### GOAL
Output only the lines from the one holding "Where in the photo above can the long" to the end of the data below, please, copied exactly.

### DATASET CONTENT
========================
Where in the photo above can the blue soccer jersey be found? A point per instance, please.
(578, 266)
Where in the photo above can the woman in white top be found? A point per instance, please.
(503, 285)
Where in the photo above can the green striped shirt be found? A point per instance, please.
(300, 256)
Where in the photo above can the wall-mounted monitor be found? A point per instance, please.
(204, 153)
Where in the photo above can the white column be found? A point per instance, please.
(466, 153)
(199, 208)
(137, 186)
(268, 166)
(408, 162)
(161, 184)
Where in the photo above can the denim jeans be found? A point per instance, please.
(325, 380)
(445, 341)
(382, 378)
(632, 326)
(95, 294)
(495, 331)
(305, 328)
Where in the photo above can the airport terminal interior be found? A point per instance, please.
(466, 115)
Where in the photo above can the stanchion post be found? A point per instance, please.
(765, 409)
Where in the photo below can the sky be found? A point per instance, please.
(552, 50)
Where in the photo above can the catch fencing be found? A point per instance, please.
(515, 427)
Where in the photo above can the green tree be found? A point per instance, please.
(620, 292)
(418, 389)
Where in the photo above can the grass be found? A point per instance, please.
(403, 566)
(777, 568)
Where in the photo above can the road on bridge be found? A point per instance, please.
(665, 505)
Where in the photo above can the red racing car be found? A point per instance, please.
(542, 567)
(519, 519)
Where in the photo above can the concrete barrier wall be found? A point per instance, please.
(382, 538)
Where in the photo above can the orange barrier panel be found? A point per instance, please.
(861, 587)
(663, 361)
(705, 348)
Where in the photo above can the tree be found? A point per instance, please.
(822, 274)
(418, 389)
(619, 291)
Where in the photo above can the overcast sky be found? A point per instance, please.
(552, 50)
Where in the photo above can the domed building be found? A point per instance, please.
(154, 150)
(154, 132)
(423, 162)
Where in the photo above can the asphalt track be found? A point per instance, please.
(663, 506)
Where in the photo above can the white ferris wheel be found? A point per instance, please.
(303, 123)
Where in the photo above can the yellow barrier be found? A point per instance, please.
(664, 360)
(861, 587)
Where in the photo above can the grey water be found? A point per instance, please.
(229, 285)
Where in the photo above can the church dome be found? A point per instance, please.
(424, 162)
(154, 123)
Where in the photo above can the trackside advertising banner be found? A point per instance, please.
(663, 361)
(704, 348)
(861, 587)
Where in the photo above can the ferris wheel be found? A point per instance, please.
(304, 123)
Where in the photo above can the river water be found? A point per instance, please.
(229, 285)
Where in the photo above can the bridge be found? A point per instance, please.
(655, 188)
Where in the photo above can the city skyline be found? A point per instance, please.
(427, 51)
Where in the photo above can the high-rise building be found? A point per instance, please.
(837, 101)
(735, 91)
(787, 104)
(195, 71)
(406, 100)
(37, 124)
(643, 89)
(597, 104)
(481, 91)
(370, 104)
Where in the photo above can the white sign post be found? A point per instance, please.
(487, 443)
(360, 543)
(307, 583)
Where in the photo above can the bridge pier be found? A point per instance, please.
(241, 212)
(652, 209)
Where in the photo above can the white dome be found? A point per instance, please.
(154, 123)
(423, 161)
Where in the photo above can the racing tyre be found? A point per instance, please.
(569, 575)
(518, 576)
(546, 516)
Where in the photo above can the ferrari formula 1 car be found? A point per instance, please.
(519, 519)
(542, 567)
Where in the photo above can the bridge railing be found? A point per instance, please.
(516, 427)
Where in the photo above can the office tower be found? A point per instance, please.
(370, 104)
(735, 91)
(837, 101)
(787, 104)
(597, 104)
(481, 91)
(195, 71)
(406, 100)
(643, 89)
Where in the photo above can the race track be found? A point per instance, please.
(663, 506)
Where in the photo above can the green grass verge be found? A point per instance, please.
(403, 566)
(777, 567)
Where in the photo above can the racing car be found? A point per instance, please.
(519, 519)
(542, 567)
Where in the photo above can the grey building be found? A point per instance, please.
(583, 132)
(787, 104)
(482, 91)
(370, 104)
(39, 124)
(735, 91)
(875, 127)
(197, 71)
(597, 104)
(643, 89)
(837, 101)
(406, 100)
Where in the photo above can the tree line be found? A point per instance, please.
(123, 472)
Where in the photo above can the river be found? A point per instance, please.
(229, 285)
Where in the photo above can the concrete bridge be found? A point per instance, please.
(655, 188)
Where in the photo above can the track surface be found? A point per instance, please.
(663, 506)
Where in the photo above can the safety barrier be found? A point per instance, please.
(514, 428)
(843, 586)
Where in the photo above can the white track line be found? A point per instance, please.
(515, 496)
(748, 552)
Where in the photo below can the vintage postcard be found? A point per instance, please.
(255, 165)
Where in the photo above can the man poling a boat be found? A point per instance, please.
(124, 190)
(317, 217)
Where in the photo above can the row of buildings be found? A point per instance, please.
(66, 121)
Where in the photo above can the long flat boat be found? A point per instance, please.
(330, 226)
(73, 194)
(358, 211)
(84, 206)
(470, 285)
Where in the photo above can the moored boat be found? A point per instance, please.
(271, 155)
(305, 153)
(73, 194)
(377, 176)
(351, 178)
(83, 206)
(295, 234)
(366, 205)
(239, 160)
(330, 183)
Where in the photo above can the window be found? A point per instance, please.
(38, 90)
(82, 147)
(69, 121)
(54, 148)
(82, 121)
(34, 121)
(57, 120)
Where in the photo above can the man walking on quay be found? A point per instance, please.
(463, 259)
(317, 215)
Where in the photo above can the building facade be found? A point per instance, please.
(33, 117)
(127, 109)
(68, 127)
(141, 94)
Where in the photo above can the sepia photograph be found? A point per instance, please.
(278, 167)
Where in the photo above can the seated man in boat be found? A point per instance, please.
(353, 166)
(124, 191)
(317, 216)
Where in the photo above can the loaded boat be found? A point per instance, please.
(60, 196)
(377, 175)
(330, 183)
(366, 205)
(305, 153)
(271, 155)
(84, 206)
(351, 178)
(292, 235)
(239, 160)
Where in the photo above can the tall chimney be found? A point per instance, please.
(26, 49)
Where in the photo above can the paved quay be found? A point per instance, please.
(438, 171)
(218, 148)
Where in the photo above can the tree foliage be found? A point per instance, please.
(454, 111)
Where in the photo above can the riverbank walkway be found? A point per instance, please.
========================
### ANSWER TO THIS EXERCISE
Where in the photo above can the long flat boat be found? A point per instance, please.
(330, 226)
(73, 194)
(358, 211)
(84, 206)
(470, 285)
Where in the photo above can the moored boat be found? A point per instance, please.
(271, 155)
(305, 153)
(73, 194)
(377, 176)
(351, 178)
(83, 206)
(295, 234)
(366, 205)
(239, 160)
(330, 183)
Where in the photo above can the window be found? A point per instance, please.
(38, 90)
(82, 147)
(69, 121)
(54, 148)
(82, 121)
(34, 121)
(57, 120)
Where in the photo above can the man walking on quay be found? A point per instance, please.
(463, 259)
(317, 215)
Where in the photo above can the building facade be found? A point per instance, please.
(33, 117)
(127, 109)
(68, 127)
(141, 94)
Where in the photo above can the sepia photograph be found? A point per instance, please.
(278, 167)
Where in the photo above can the seated man in boat be found? A point per instance, please.
(353, 166)
(124, 191)
(317, 216)
Where in the photo above can the loaded boat be found? A point per instance, please.
(60, 196)
(377, 175)
(330, 183)
(366, 205)
(305, 153)
(271, 155)
(84, 206)
(351, 178)
(292, 235)
(239, 160)
Where in the photo above can the tall chimney be found? A point per instance, please.
(26, 49)
Where in the photo above can the paved quay be found? A point per instance, please.
(438, 171)
(218, 148)
Where in the photo above can the tree foliage be found? A point per instance, please.
(454, 111)
Where in the photo above can the riverbank walkway be found? A point per instance, please.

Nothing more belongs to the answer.